- Exercise objective:
Present each line of the material below as a JSON list of strings, one string per line, with blank lines omitted and the pictures left out.

──────────────────────────────

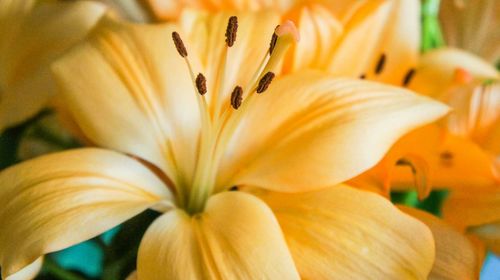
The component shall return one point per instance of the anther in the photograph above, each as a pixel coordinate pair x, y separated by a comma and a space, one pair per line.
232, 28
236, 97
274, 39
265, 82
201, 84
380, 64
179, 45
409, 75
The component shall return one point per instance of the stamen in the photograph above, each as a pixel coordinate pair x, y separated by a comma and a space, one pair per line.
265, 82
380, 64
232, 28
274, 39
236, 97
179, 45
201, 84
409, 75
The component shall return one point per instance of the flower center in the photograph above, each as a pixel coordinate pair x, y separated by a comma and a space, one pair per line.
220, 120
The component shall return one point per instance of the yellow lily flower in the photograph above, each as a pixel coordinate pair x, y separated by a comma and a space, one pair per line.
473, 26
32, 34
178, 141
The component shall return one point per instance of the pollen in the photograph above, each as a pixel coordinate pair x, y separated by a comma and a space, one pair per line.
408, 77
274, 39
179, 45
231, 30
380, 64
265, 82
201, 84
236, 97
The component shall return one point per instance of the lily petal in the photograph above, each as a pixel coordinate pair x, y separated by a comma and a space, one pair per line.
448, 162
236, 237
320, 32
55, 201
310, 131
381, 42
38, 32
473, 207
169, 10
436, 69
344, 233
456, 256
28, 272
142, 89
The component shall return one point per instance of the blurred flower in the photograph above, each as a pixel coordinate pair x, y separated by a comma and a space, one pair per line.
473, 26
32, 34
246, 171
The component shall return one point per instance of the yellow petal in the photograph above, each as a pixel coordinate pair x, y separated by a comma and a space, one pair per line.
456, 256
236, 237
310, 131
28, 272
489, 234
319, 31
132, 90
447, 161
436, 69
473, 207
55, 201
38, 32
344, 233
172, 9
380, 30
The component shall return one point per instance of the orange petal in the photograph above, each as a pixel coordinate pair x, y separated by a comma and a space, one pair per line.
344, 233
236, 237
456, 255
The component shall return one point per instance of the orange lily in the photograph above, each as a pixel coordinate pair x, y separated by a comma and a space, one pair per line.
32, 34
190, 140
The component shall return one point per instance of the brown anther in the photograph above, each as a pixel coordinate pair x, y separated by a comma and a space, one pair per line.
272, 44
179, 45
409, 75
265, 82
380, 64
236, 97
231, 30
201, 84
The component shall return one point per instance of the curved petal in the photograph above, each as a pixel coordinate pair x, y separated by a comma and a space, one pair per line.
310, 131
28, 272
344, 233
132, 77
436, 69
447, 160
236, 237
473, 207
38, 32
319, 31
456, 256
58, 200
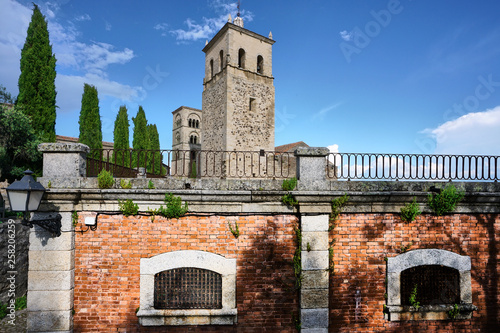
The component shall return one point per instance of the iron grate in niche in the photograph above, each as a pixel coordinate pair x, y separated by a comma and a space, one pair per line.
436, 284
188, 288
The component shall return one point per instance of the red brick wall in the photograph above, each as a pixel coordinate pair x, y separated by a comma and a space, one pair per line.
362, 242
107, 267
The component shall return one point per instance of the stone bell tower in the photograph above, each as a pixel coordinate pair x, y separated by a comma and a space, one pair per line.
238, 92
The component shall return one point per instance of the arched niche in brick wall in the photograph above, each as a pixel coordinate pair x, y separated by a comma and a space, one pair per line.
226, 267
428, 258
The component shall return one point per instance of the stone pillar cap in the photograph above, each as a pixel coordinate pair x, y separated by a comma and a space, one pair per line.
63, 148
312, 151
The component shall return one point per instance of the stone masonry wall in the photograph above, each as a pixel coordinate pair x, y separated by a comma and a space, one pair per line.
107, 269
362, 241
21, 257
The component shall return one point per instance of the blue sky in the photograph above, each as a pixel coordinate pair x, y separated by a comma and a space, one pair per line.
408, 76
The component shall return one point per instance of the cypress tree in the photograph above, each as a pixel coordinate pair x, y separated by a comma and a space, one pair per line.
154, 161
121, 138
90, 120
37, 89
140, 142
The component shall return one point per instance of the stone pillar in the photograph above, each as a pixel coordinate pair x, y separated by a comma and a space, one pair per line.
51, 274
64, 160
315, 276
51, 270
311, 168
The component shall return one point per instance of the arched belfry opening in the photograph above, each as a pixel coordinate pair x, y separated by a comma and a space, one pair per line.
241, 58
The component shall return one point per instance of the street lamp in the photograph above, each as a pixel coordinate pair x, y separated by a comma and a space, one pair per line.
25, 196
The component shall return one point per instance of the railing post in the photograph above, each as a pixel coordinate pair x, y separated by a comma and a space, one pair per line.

──────────────────────────────

- Written solution:
[
  "The component shall return one point per instance of the anther in the photograph above, each as a pixel coordinate pair x, y separated by a comma and a space, one pair per line.",
  "232, 28",
  "236, 97",
  "274, 39",
  "265, 82",
  "201, 84",
  "380, 64",
  "179, 45",
  "409, 75",
  "The component shall return one point per instance of the stamen in the photograph above, each as a pixel coordinate pair x, y separated by a comma and a space, one pair per line.",
  "265, 82",
  "380, 64",
  "232, 28",
  "274, 39",
  "236, 97",
  "179, 45",
  "201, 84",
  "409, 75",
  "The component shall return one point per instance of the flower center in the photograph above, each as a pixel coordinate pair x, y separated by a comma and a space, one pair per line.",
  "220, 120",
  "The component shall return one point per instance of the yellow lily flower in the photograph above, each as a pixel coordinate pair x, y separated by a comma and a space, one pair per line.",
  "473, 26",
  "32, 34",
  "178, 141",
  "The component shall return one point per instance of the pollen in the photograph above, each as a pixel coordinate pair x, y separated by a comma and a space, one pair per line.",
  "408, 77",
  "274, 39",
  "179, 45",
  "231, 30",
  "380, 64",
  "265, 82",
  "201, 84",
  "236, 97",
  "The component shall return one point per instance of the lily petal in the photograph above, each as a pixel coordinate pair x, y separated by a comma and a space, one pair per line.",
  "448, 162",
  "236, 237",
  "320, 32",
  "55, 201",
  "310, 131",
  "381, 42",
  "38, 32",
  "473, 207",
  "169, 10",
  "436, 69",
  "344, 233",
  "456, 256",
  "28, 272",
  "142, 89",
  "The component shall return one point per instance of the blurred flower in the photograph above, each as a pixel coordinate pair x, y separated by a comma and a space, one pair per line.",
  "473, 26",
  "32, 34",
  "246, 171",
  "The component shall return one point per instance of the yellow petal in the photograph above, each as a pixel coordinate pair x, y separated by a comma and a space, one pair per line.",
  "456, 256",
  "236, 237",
  "310, 131",
  "28, 272",
  "489, 234",
  "319, 31",
  "132, 90",
  "447, 161",
  "436, 69",
  "473, 207",
  "55, 201",
  "38, 32",
  "344, 233",
  "172, 9",
  "380, 30",
  "The component shall return one point per instance of the orange petal in the photograph above, each as a pixel coordinate pair x, y separated by a comma and a space, one pair per line.",
  "344, 233",
  "236, 237",
  "456, 255",
  "The component shall return one point per instance of the orange lily in the photograph above, each as a pixel coordinate pair x, y separated by a comma and a space, one pair per line.",
  "32, 34",
  "190, 140",
  "The component shall return one point per instance of the brown anther in the photograph above, each as a pixel coordinate pair x, y separated by a comma and a space, one pair per line.",
  "272, 44",
  "179, 45",
  "409, 75",
  "265, 82",
  "380, 64",
  "236, 97",
  "231, 30",
  "201, 84",
  "The component shall return one point per instance of the curved petal in the photograph above, each as a pixel coordinate pair x, y separated by a comma and a space, one pair per line.",
  "310, 131",
  "28, 272",
  "344, 233",
  "132, 77",
  "436, 69",
  "447, 160",
  "236, 237",
  "473, 207",
  "38, 32",
  "319, 31",
  "456, 256",
  "58, 200",
  "The component shall return one point per instance of the iron grate in niche in the photograph above, each as a pixel coordinate pair x, y separated by a comma and a space, one pair per line.",
  "436, 284",
  "188, 288",
  "The component shall return one point per instance of the red brick wall in the photograph above, each as a pixel coordinate pair x, y separated by a comma and a space, one pair per line.",
  "362, 242",
  "107, 267",
  "The component shall return one point per instance of the stone bell tower in the photograph above, each as a pixel coordinate pair x, y separated by a comma and a space, one pair per line.",
  "238, 92",
  "The component shall return one point per instance of the arched niche in brick wall in the photograph above, each as a pixel coordinate pair x, y separated by a comma and a space, one pair per line.",
  "226, 267",
  "428, 258",
  "The component shall return one point per instance of the stone pillar cap in the photograph above, each as a pixel coordinate pair x, y separated by a comma and a space, one pair per line.",
  "63, 148",
  "312, 151",
  "The component shall return one point per instance of the stone masonry wall in the photograph above, each as a pixel coordinate pair x, y separated by a comma and a space, one pair per line.",
  "107, 269",
  "362, 241",
  "21, 257",
  "The component shall return one point per instance of the blue sky in the photograph above, each as a pixel coordinate pair x, y separated by a comma and a space, one pair per line.",
  "408, 76",
  "The component shall return one point per instance of the cypress tree in the photograph above, each as a pixel coordinate pair x, y separated by a comma and a space, one pair per line.",
  "154, 161",
  "121, 138",
  "90, 120",
  "37, 89",
  "140, 142",
  "The component shall return one point per instance of the stone pillar in the photograph above, each as a pixel coordinate pair x, y separated by a comma and a space, one pair per line.",
  "51, 274",
  "64, 160",
  "315, 276",
  "51, 270",
  "311, 168",
  "The component shall return one point per instance of the arched belfry opening in the photograph above, each as a pixel coordinate pair x, y separated by a comma and a space, one pair per line.",
  "241, 58",
  "The component shall return one point per instance of the street lamp in the photograph above, each as a pixel coordinate pair x, y separated by a comma and a space, one pair per line.",
  "25, 196",
  "The component shall return one point per instance of the railing post in the photograph above, each as a pixel coordinate pair x, y separated by a comma and a space, one pair per line."
]